Sie müssen bereit sein, im Sinne von Absatz 3 Satz 1 an diesen Schulen zu unterrichten und zu erziehen. Zur Sicherung des Unterrichts sind Ausnahmen von Satz 2 Nummer 2 zulässig.
(7) An einer Bekenntnisschule mit mehr als zwölf Schülerinnen und Schülern einer konfessionellen Minderheit ist eine Lehrerin oder ein Lehrer des Bekenntnisses der Minderheit einzustellen, die oder der Religionsunterricht erteilt und in anderen Fächern unterrichtet. Weitere Lehrerinnen und Lehrer des Bekenntnisses der Minderheit sind unter Berücksichtigung der Zahl der Schülerinnen und Schüler der Minderheit und der Gesamtschülerzahl der Schule einzustellen.

========================================

| Aufgaben |
[a] Welche Zahl von Schülerinnen und Schülern einer konfessionellen Minderheit verpflichtet eine Bekenntnisschule laut Ausgangstext, eine Lehrerin oder einen Lehrer des Bekenntnisses der Minderheit einzustellen?
[b] Schreibe den Ausgangstext wortgetreu ab, beginnend bei „(7) An einer“ und endend bei „der Schule einzustellen.“.
Die Datensätze werden zur Bearbeitung nicht gebraucht.

Gespeicherte Daten:
========================================

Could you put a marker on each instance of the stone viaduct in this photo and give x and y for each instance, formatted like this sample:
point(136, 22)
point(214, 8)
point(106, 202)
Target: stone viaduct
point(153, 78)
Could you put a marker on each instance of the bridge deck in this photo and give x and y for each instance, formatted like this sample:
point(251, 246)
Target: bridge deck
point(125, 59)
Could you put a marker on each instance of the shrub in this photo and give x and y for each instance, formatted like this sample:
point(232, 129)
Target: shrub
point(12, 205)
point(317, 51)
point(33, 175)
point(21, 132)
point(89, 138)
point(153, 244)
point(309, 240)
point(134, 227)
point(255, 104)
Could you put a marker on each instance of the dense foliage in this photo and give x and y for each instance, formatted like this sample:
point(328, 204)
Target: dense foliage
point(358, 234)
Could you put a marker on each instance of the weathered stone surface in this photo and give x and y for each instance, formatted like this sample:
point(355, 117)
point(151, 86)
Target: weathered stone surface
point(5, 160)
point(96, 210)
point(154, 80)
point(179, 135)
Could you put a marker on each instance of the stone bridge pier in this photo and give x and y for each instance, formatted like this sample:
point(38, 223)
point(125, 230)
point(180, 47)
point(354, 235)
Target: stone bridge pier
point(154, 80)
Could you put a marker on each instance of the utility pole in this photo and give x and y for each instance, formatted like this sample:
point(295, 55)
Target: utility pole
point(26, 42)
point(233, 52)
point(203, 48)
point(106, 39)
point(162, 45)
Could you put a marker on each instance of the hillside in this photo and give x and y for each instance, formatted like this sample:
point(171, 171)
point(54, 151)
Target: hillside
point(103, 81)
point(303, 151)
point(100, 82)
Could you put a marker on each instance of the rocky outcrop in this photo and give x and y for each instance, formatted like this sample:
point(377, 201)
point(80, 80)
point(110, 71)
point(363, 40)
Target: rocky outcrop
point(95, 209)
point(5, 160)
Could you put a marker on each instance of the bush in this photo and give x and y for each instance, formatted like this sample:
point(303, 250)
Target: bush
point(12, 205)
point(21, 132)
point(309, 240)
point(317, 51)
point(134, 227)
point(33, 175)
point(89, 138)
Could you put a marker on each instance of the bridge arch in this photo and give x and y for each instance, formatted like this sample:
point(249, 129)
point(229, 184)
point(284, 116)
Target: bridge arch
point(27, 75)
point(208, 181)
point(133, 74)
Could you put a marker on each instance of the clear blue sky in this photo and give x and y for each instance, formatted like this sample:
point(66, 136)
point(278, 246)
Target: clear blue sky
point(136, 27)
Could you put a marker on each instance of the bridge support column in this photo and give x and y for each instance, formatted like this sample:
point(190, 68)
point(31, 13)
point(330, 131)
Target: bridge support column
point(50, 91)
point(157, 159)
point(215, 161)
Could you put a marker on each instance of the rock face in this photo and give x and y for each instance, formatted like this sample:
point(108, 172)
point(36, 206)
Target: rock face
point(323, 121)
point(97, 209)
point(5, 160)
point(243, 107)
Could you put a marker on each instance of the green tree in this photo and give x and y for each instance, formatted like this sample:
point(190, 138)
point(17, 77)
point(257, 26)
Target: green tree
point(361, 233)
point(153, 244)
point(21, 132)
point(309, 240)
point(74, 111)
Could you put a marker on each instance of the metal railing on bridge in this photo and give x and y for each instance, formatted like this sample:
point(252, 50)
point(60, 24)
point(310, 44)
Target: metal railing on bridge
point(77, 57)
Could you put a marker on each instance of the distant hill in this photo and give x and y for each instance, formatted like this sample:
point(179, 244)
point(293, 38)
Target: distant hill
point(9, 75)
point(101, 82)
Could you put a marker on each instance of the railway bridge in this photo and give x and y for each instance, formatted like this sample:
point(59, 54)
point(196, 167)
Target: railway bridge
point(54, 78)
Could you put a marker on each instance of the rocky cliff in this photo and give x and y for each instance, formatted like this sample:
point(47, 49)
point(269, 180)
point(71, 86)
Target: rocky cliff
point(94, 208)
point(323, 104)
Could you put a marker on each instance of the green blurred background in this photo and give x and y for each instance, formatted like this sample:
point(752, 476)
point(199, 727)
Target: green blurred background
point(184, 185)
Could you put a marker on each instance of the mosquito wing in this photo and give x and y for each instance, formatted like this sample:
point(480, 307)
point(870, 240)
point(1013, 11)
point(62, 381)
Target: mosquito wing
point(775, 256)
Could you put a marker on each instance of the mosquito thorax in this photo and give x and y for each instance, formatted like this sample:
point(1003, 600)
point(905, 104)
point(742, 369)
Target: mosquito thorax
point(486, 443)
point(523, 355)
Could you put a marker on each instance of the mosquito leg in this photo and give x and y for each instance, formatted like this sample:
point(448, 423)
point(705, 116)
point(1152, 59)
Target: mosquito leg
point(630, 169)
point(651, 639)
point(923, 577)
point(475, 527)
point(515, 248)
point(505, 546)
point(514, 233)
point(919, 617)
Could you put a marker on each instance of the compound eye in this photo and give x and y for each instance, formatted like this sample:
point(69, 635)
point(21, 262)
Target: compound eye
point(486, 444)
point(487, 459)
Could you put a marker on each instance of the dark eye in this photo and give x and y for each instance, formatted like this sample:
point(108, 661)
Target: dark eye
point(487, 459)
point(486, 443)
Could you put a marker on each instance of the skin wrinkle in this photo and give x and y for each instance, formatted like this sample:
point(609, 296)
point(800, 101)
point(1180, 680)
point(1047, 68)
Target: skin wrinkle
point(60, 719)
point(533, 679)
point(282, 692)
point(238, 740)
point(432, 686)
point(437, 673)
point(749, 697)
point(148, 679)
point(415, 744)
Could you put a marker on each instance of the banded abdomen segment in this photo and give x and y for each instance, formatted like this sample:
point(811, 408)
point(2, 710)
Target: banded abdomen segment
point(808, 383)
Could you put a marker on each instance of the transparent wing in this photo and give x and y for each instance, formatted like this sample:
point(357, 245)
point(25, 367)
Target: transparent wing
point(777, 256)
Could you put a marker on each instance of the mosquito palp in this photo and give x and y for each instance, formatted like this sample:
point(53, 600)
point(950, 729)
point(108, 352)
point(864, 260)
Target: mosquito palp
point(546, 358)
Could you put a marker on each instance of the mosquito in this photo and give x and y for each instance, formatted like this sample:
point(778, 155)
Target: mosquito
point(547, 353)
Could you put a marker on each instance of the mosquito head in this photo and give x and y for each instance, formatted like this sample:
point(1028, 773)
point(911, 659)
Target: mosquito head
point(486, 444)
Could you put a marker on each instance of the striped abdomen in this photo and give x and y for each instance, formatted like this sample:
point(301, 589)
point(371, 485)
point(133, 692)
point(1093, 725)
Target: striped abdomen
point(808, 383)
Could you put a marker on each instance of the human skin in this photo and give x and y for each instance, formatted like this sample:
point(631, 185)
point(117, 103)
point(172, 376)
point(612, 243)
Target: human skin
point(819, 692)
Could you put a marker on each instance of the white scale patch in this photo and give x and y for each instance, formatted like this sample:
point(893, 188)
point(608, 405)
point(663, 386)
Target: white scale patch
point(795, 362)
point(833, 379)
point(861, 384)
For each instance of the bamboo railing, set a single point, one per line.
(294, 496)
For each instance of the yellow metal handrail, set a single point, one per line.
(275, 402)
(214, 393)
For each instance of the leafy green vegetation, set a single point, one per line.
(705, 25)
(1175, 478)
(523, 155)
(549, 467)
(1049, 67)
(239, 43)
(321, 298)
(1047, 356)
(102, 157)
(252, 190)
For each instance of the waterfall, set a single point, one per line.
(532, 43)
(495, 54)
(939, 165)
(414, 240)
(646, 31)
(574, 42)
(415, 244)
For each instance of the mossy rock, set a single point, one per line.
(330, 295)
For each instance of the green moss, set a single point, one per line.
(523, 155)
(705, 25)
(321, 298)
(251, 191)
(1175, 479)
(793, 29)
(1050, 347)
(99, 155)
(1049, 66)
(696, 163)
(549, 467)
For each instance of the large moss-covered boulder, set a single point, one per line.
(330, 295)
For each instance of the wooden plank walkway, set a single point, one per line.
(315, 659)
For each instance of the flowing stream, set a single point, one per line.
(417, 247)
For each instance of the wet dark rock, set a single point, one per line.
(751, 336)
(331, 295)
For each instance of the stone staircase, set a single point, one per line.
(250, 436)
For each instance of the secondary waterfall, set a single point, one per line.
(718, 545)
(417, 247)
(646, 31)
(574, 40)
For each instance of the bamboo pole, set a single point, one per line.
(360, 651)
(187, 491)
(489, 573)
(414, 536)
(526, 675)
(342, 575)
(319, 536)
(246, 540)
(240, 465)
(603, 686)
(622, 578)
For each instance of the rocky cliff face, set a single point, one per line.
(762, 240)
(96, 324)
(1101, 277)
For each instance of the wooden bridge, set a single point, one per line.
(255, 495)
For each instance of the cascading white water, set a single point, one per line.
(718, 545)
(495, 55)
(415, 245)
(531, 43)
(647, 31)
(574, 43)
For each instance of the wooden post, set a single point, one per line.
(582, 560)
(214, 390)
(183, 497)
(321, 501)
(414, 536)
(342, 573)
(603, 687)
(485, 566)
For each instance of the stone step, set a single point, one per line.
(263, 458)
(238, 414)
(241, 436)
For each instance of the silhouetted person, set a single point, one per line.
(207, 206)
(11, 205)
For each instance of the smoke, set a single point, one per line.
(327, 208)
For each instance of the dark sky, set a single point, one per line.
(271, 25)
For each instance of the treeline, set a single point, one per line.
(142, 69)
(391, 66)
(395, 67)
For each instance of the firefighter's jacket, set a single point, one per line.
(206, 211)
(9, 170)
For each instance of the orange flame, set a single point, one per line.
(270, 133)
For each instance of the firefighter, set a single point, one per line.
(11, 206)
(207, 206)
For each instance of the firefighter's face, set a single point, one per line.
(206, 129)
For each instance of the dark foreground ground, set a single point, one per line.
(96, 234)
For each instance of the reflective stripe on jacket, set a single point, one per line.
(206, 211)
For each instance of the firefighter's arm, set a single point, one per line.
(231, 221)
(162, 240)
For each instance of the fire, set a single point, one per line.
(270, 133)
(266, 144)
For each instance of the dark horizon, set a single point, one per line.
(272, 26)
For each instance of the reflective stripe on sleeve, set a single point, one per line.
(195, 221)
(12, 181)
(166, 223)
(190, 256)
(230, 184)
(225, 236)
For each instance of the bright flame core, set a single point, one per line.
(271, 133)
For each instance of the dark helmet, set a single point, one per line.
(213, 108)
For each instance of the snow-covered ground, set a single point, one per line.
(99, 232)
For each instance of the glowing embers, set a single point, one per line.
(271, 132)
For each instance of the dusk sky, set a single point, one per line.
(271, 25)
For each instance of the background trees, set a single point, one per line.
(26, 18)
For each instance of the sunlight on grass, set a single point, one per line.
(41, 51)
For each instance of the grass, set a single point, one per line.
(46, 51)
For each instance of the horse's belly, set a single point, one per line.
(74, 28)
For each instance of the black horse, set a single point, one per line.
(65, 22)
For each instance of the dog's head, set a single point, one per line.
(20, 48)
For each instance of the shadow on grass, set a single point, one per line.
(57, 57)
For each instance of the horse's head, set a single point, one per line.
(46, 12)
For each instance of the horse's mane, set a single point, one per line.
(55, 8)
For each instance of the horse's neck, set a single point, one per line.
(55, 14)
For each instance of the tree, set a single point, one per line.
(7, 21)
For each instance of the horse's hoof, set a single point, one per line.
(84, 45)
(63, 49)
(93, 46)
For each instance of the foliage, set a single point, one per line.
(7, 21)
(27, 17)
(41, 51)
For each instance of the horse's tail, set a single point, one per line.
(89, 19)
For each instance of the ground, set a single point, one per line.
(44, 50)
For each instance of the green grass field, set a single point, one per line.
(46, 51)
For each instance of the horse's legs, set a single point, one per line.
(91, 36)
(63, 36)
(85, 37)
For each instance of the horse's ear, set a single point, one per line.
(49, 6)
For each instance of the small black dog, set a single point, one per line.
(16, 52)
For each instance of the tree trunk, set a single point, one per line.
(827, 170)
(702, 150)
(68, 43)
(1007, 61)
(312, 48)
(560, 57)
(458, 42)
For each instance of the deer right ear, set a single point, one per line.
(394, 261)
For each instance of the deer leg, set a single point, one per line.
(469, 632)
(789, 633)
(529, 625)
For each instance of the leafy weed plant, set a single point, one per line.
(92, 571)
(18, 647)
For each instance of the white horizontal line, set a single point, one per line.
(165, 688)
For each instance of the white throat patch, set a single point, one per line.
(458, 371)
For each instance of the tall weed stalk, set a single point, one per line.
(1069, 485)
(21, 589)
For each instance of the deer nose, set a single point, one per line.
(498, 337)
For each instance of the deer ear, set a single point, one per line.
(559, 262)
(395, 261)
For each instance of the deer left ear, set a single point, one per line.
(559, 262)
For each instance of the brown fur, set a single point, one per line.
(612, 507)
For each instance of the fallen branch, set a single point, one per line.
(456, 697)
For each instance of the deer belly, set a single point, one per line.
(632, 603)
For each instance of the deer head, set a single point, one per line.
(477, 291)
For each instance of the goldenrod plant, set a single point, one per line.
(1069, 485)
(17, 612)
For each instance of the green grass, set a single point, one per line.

========================================

| Lösungen |
[a] Mehr als zwölf Schülerinnen und Schüler.

[b]
(7) An einer Bekenntnisschule mit mehr als zwölf Schülerinnen und Schülern einer konfessionellen Minderheit ist eine Lehrerin oder ein Lehrer des Bekenntnisses der Minderheit einzustellen, die oder der Religionsunterricht erteilt und in anderen Fächern unterrichtet. Weitere Lehrerinnen und Lehrer des Bekenntnisses der Minderheit sind unter Berücksichtigung der Zahl der Schülerinnen und Schüler der Minderheit und der Gesamtschülerzahl der Schule einzustellen.